Task to complete.
From the line with "Query: pale brown crab spider" down to the final line of the material below, quote every line exactly and leave out all lines before it.

Records for this exercise.
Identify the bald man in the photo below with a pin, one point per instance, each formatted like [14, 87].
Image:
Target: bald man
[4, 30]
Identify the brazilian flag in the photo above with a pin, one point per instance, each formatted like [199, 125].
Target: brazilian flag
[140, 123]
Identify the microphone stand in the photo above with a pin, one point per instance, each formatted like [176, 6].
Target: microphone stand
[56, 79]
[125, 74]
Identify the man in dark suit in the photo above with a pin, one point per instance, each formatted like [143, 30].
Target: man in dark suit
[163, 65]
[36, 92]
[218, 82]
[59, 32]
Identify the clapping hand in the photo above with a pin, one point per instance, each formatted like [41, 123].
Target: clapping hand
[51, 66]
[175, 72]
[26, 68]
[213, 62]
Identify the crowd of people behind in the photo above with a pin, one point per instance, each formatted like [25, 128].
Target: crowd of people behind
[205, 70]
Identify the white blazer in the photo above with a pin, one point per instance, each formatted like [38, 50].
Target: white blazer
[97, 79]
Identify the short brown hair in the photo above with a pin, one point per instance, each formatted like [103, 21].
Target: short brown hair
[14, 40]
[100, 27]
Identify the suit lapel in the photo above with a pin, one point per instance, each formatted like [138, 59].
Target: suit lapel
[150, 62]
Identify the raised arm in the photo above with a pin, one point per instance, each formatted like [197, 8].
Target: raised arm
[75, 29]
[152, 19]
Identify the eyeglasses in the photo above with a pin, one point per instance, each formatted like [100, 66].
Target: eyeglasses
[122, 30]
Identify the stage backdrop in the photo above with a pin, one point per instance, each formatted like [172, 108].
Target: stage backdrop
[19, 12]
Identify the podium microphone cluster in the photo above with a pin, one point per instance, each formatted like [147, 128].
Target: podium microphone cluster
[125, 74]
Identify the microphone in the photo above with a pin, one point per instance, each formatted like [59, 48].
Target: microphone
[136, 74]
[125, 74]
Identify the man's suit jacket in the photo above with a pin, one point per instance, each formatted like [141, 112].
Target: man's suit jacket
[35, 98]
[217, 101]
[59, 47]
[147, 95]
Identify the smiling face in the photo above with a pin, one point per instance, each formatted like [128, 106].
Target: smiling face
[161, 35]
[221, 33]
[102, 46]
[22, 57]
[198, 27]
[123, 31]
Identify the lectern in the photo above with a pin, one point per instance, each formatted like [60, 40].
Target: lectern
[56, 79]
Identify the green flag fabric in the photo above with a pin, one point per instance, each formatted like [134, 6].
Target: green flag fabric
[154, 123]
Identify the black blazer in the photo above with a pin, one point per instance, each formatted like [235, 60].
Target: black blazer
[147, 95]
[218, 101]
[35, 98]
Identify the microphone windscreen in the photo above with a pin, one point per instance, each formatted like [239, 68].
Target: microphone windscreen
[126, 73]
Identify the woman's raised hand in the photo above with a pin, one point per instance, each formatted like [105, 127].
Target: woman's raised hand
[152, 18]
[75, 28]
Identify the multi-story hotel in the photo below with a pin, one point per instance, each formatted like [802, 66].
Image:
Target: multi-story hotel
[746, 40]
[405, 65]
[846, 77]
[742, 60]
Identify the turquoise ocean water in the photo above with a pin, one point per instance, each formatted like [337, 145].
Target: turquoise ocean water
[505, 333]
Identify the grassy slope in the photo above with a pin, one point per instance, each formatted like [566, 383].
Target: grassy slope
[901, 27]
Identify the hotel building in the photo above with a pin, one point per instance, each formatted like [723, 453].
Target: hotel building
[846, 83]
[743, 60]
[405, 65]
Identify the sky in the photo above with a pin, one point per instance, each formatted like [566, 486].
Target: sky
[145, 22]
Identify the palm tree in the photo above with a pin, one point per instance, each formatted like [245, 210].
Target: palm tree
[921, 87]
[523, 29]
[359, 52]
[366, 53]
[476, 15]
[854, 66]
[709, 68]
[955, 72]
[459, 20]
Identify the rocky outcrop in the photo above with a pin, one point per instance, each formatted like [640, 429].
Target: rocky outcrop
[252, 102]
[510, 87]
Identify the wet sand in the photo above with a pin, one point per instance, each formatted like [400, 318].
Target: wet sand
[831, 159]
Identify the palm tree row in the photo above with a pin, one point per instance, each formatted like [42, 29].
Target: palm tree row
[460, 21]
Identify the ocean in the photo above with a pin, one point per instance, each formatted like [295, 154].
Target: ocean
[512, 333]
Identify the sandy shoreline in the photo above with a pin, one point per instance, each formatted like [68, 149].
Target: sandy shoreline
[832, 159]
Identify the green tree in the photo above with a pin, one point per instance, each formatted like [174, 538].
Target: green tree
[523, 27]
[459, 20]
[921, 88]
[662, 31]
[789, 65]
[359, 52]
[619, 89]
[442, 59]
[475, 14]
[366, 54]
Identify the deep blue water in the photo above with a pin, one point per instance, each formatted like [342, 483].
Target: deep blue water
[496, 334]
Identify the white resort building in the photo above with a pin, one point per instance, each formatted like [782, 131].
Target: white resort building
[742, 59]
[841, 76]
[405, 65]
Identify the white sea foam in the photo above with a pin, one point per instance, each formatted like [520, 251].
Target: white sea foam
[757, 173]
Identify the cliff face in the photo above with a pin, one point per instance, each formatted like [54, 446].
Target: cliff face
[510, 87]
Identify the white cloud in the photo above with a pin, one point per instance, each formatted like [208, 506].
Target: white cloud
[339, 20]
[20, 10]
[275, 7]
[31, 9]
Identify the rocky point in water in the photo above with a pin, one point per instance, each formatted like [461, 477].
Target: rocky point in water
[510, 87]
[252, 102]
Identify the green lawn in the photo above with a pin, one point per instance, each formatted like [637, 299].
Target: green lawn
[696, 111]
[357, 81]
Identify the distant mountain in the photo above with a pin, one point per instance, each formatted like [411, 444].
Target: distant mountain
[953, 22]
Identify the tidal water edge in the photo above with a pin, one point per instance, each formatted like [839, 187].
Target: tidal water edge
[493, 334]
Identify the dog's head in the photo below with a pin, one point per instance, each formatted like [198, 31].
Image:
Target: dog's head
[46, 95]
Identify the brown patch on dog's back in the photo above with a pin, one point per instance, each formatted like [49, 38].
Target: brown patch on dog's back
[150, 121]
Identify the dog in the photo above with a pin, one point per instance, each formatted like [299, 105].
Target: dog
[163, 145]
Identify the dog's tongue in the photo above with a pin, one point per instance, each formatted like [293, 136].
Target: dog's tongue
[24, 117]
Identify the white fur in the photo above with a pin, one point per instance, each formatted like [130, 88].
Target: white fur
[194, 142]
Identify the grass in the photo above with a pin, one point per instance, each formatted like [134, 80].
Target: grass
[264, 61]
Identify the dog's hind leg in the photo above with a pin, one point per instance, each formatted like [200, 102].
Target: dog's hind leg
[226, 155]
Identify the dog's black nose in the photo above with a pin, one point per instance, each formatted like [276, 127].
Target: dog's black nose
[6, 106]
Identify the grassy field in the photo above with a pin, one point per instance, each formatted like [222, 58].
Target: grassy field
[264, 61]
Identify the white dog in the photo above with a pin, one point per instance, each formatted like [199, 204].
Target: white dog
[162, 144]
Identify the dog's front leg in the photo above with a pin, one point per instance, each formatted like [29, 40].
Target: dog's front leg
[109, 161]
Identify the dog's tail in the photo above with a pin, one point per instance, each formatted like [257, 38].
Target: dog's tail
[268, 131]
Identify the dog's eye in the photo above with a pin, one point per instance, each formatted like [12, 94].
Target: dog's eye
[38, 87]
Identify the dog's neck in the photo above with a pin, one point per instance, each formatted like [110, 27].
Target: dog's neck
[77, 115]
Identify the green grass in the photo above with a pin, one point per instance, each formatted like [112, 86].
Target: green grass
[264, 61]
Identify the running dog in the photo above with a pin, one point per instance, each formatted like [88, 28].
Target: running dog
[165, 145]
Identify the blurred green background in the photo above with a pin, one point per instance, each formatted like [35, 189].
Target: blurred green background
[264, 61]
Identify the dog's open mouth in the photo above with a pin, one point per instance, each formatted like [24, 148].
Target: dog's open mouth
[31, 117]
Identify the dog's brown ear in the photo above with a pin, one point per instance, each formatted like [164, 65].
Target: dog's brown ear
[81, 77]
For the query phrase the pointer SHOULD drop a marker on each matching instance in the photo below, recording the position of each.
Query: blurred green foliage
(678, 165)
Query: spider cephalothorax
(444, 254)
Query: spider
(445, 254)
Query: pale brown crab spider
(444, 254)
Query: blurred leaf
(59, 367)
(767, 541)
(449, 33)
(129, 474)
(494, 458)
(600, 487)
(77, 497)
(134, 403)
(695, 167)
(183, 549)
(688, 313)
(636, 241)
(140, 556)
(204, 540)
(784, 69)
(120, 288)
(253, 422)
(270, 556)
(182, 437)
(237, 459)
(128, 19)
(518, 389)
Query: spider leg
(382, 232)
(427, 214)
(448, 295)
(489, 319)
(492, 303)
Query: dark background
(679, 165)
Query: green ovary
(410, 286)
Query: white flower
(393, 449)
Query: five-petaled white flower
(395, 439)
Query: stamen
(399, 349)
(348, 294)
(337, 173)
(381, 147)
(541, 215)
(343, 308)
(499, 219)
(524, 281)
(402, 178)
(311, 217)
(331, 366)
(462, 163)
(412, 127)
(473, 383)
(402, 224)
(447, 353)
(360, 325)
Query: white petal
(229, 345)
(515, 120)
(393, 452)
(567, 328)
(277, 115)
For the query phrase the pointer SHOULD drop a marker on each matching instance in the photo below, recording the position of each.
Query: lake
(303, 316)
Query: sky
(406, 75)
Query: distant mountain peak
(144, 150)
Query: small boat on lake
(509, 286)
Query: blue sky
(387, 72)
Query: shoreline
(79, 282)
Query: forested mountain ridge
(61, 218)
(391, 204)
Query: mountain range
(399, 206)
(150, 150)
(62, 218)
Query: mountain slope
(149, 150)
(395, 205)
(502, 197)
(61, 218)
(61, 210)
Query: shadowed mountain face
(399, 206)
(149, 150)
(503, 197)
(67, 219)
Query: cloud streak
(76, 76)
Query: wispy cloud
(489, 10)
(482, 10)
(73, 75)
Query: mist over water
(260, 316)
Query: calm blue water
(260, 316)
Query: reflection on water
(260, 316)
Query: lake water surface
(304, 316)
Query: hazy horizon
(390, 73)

Finished task.
Query: pale brown crab spider
(444, 254)
Query: blurred leaf
(59, 367)
(767, 541)
(449, 33)
(129, 474)
(494, 458)
(600, 487)
(77, 497)
(134, 403)
(695, 167)
(183, 549)
(688, 313)
(636, 241)
(140, 556)
(204, 540)
(784, 69)
(120, 288)
(253, 422)
(270, 556)
(182, 437)
(237, 459)
(128, 19)
(518, 389)
Query: spider leg
(382, 232)
(427, 214)
(448, 295)
(489, 319)
(492, 303)
Query: dark background
(679, 165)
Query: green ovary
(410, 286)
Query: white flower
(393, 449)
Query: five-petaled white flower
(395, 439)
Query: stamen
(399, 349)
(348, 294)
(337, 173)
(381, 147)
(541, 215)
(343, 308)
(499, 219)
(524, 281)
(402, 178)
(311, 217)
(331, 366)
(462, 163)
(412, 127)
(473, 383)
(402, 224)
(447, 353)
(360, 325)
Query: white petal
(229, 345)
(515, 120)
(393, 452)
(567, 328)
(277, 115)
For the query phrase the pointer SHOULD drop a marker on each matching instance in the photo below, recording the position of each.
Query: lake
(303, 316)
Query: sky
(406, 75)
Query: distant mountain peak
(144, 150)
Query: small boat on lake
(509, 286)
Query: blue sky
(387, 72)
Query: shoreline
(79, 282)
Query: forested mountain ridge
(61, 218)
(391, 204)
Query: mountain range
(399, 206)
(150, 150)
(62, 218)
Query: mountain slope
(149, 150)
(395, 205)
(502, 197)
(61, 218)
(61, 210)
Query: shadowed mountain face
(399, 206)
(149, 150)
(503, 197)
(67, 219)
Query: cloud streak
(76, 76)
Query: wispy cloud
(489, 10)
(482, 10)
(73, 75)
Query: mist over water
(260, 316)
Query: calm blue water
(260, 316)
Query: reflection on water
(260, 316)
Query: lake water surface
(304, 316)
Query: hazy horizon
(390, 73)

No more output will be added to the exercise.